##### SELECTED EXTRACT
More petitions than the H-1B cap of 65,000 are expected to be filed during the first five business days. So all the petitions received during that period will be subject to a computer-generated lottery system to randomly select the petitions required to meet the cap.

Last fiscal year, the USCIS received approximately 233,000 during the first five business days in April. The USCIS will notify the public when the H-1B cap has been met. Those not selected will be returned.

The first 20,000 H-1B petitions for individuals holding a US master’s degree or higher are exempted from the cap. Once this limit is reached, the petitions will be subjected to the regular cap.

Processing of H-1B petitions may be expedited through premium processing request on Form I-907. This may be filed concurrently with the H-1B petition. For a fee of $1,225, premium processing guarantees a fifteen calendar day processing of filed petitions from receipt of the request. This year the USCIS will start premium processing of H-1B petitions subject to cap no later than May 16.

Before the filing of an H-1B petition on Form I-129, the petitioner must file with the U.S. Department of Labor, a Labor Condition Application (LCA). The certified LCA must be filed with the Form I-129 petition.

To be classified as a specialty occupation for H-1B purposes, the occupation requires at least a bachelor’s degree or higher in the specific specialty or its equivalent. In order to be eligible for a specialty occupation, the beneficiary must have at least one of the following: (1) US bachelor or higher degree, (2) foreign degree equivalent to a US bachelor degree or higher, (3) an unrestricted license or certification to practice profession or (4) experience equivalent to completion of degree.

The H-1B petition must be accompanied by proof that the beneficiary is eligible for H-1B classification. Documentary evidence includes diploma, transcript of records, credentials evaluation and license to practice the profession, if required, among others.

The USCIS allows for the submission of other evidence if the degree has not been awarded yet but requirements for the degree have been met. The final transcript as well as a letter from the Registrar confirming that all degree requirements have been met may suffice.

A U.S. employer cannot file multiple H-1B petitions for the same beneficiary. Multiple H-1B petitions by a single employer for the same beneficiary will be rejected. However, related employers such as a principal and subsidiary may file for the same worker for different positions subject to other requirements. The H-1B beneficiary may work for more than one employer provided that each employer files a separate petition with the required labor condition application.

There is a base fee of $320 for an H-1B petition, an ACWIA fee of $750 or $1,500 depending on the number of employees of the employer and an anti-fraud fee of $500.
##########
##### RECORDED DATA
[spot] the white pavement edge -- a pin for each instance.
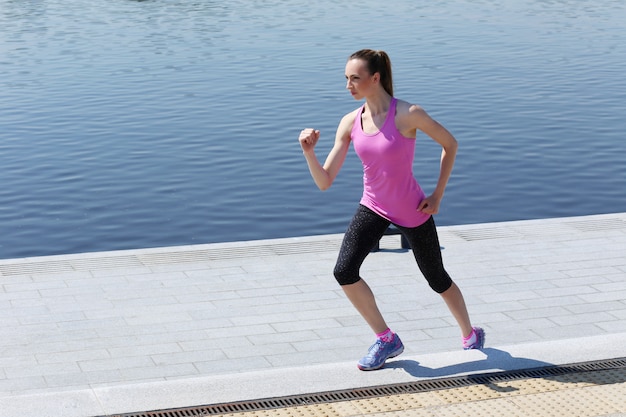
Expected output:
(120, 399)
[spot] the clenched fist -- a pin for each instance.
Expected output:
(308, 139)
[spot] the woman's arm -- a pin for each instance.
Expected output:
(324, 175)
(422, 121)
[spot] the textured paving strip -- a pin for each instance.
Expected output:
(588, 394)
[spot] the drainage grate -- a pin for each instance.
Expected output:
(386, 390)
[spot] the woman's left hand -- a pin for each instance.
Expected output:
(429, 205)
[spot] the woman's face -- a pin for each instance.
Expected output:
(358, 79)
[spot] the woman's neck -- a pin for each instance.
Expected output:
(378, 104)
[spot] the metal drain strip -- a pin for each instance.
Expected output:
(385, 390)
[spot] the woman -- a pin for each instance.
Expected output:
(383, 133)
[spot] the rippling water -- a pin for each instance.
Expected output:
(127, 124)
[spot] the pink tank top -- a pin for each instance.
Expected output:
(389, 187)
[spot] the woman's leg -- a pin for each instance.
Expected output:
(425, 245)
(364, 231)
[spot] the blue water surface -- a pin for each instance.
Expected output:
(130, 124)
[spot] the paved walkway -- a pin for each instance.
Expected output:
(112, 332)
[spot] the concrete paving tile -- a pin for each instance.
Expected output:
(227, 366)
(538, 284)
(306, 325)
(177, 358)
(219, 340)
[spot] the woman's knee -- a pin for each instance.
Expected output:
(345, 276)
(441, 284)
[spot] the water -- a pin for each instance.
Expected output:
(129, 124)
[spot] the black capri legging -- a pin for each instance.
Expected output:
(366, 229)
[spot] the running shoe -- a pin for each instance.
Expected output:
(480, 339)
(379, 352)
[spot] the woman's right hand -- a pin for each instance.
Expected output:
(308, 139)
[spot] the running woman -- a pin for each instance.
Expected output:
(383, 133)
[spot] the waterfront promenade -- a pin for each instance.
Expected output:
(127, 331)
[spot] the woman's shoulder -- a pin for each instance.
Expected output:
(349, 118)
(404, 107)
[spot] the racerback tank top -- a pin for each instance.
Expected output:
(389, 187)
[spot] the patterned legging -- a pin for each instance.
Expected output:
(366, 229)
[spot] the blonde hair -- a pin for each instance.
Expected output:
(377, 62)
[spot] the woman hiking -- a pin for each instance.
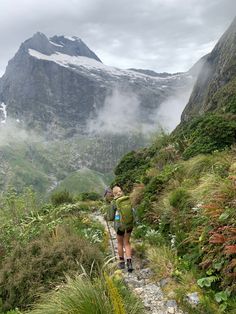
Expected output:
(122, 214)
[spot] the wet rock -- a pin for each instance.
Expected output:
(193, 298)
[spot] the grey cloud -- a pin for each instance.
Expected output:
(163, 35)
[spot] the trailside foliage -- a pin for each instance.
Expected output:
(189, 198)
(206, 134)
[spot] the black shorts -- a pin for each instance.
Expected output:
(121, 233)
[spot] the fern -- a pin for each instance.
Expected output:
(114, 296)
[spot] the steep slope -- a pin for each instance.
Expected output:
(215, 88)
(57, 85)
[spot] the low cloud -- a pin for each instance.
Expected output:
(119, 114)
(12, 132)
(169, 113)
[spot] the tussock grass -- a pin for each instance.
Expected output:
(79, 296)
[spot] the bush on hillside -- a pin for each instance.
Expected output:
(89, 196)
(41, 265)
(209, 133)
(61, 197)
(131, 169)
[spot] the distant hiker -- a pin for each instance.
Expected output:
(122, 214)
(108, 195)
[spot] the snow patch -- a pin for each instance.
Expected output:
(3, 108)
(70, 38)
(90, 64)
(51, 42)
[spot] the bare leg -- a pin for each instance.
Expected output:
(120, 240)
(128, 250)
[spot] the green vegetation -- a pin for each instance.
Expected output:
(183, 187)
(42, 245)
(206, 134)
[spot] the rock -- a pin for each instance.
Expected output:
(171, 303)
(164, 281)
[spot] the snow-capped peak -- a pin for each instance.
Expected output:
(4, 111)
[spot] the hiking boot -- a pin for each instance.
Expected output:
(121, 265)
(129, 265)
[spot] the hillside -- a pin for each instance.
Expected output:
(214, 90)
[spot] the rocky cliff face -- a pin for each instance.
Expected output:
(215, 88)
(57, 85)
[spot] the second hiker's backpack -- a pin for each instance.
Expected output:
(125, 211)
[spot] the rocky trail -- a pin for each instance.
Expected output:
(141, 281)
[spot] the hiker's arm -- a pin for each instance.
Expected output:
(111, 210)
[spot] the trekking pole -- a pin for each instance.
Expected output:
(111, 241)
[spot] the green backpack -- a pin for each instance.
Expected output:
(125, 210)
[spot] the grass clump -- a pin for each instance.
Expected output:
(102, 295)
(41, 265)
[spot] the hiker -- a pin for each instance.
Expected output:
(123, 224)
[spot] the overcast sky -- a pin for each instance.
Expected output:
(162, 35)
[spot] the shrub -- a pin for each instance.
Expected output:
(209, 133)
(180, 199)
(41, 265)
(61, 197)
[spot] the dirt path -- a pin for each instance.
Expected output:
(140, 281)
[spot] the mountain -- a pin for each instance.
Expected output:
(62, 110)
(58, 85)
(214, 90)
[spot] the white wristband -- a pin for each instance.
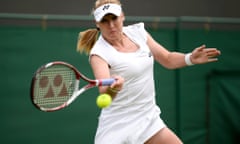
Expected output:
(188, 60)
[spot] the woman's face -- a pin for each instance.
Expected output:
(111, 26)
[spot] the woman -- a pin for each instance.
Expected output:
(127, 53)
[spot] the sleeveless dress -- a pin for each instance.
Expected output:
(133, 117)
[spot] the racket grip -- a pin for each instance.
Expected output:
(106, 82)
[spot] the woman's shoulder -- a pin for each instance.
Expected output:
(136, 31)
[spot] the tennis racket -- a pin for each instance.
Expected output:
(57, 84)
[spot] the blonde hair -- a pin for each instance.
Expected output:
(87, 38)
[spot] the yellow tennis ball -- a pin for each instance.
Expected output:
(104, 100)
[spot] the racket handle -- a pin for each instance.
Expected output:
(106, 82)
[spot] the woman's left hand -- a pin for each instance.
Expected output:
(203, 55)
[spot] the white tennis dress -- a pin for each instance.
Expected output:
(133, 117)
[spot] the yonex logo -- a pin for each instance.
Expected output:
(106, 7)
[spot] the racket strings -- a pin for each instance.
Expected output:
(54, 86)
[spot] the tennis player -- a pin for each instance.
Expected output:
(127, 53)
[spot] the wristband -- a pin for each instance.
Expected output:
(113, 90)
(188, 60)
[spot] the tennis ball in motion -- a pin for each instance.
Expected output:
(104, 100)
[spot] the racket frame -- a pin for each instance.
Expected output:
(77, 92)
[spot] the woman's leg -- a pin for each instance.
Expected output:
(164, 136)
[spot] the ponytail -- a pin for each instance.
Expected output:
(86, 40)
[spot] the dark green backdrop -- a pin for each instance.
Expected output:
(183, 95)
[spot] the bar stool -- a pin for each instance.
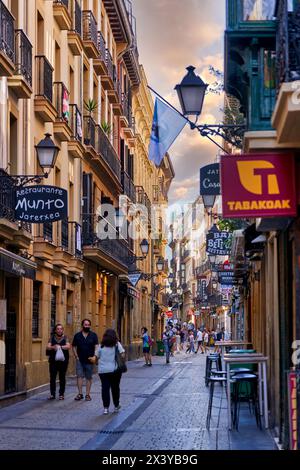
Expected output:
(212, 381)
(250, 379)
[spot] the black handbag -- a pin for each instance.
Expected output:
(120, 360)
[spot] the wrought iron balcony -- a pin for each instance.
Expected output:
(44, 80)
(76, 15)
(109, 64)
(101, 46)
(61, 101)
(63, 2)
(90, 34)
(23, 56)
(114, 248)
(7, 201)
(89, 131)
(76, 122)
(142, 198)
(128, 186)
(288, 45)
(107, 151)
(7, 33)
(127, 109)
(69, 237)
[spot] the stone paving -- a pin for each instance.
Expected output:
(163, 408)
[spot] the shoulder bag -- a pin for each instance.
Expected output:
(120, 360)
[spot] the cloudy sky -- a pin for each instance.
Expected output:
(173, 34)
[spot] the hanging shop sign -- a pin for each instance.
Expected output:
(292, 399)
(40, 204)
(260, 185)
(210, 180)
(218, 243)
(134, 278)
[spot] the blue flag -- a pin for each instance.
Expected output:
(167, 125)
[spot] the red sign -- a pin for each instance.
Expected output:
(258, 185)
##########
PROBLEM DETAILS:
According to the H-1B text, how much is the fee for premium processing on Form I-907? The records are separate from the text and do not relate to it.

ANSWER FOR THE TASK:
$1,225.